**Exercise**
Output every line of the listing below verbatim, without any changes.

**Annotated coordinate records**

= = = = =

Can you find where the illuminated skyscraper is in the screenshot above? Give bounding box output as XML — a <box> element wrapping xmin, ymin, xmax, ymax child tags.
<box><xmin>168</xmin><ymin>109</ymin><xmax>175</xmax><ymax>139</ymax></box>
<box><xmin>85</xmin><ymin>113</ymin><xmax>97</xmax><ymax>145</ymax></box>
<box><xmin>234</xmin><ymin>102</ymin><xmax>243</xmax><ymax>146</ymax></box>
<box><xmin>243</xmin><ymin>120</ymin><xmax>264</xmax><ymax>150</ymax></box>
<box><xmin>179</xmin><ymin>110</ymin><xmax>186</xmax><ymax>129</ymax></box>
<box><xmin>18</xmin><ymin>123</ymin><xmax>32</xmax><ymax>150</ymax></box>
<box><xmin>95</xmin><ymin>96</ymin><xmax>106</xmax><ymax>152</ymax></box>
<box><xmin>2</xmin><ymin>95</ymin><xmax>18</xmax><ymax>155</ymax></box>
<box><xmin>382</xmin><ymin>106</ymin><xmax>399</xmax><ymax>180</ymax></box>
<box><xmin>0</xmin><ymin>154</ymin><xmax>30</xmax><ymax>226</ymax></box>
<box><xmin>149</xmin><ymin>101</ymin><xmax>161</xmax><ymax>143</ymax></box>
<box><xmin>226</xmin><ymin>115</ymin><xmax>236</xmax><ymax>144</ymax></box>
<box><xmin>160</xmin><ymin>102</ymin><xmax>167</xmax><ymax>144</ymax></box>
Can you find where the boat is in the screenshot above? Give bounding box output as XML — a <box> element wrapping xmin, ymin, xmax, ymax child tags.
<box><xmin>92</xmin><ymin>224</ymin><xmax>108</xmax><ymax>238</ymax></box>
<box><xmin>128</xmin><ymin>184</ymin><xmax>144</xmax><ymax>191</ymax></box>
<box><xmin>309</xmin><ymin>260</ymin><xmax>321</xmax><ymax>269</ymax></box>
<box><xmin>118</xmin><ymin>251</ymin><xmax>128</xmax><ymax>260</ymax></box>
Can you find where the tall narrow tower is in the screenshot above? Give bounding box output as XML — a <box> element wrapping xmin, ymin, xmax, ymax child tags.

= = = = =

**Result of the exercise**
Can you find where the illuminated skyscraper is in the screenshot above? Give bounding box output as XML — a <box> element wrapping xmin, ymin, xmax, ymax child tags.
<box><xmin>168</xmin><ymin>109</ymin><xmax>175</xmax><ymax>139</ymax></box>
<box><xmin>85</xmin><ymin>113</ymin><xmax>97</xmax><ymax>145</ymax></box>
<box><xmin>234</xmin><ymin>102</ymin><xmax>243</xmax><ymax>146</ymax></box>
<box><xmin>243</xmin><ymin>120</ymin><xmax>264</xmax><ymax>150</ymax></box>
<box><xmin>179</xmin><ymin>110</ymin><xmax>186</xmax><ymax>129</ymax></box>
<box><xmin>18</xmin><ymin>123</ymin><xmax>32</xmax><ymax>150</ymax></box>
<box><xmin>95</xmin><ymin>96</ymin><xmax>106</xmax><ymax>152</ymax></box>
<box><xmin>2</xmin><ymin>95</ymin><xmax>18</xmax><ymax>155</ymax></box>
<box><xmin>382</xmin><ymin>106</ymin><xmax>399</xmax><ymax>180</ymax></box>
<box><xmin>0</xmin><ymin>154</ymin><xmax>30</xmax><ymax>226</ymax></box>
<box><xmin>149</xmin><ymin>101</ymin><xmax>161</xmax><ymax>143</ymax></box>
<box><xmin>226</xmin><ymin>115</ymin><xmax>236</xmax><ymax>144</ymax></box>
<box><xmin>160</xmin><ymin>102</ymin><xmax>167</xmax><ymax>144</ymax></box>
Can you find where the boat is in the screenshot above? Give bounding box output as XML — a <box> element wrapping xmin, ymin, xmax, ymax child tags.
<box><xmin>92</xmin><ymin>224</ymin><xmax>108</xmax><ymax>238</ymax></box>
<box><xmin>128</xmin><ymin>184</ymin><xmax>144</xmax><ymax>191</ymax></box>
<box><xmin>309</xmin><ymin>260</ymin><xmax>321</xmax><ymax>269</ymax></box>
<box><xmin>118</xmin><ymin>251</ymin><xmax>128</xmax><ymax>260</ymax></box>
Can you find where the tall narrow tower is in the screenshot above? Give bounding box output as XML — a <box> element wrapping xmin, ymin, xmax, ymax child tags.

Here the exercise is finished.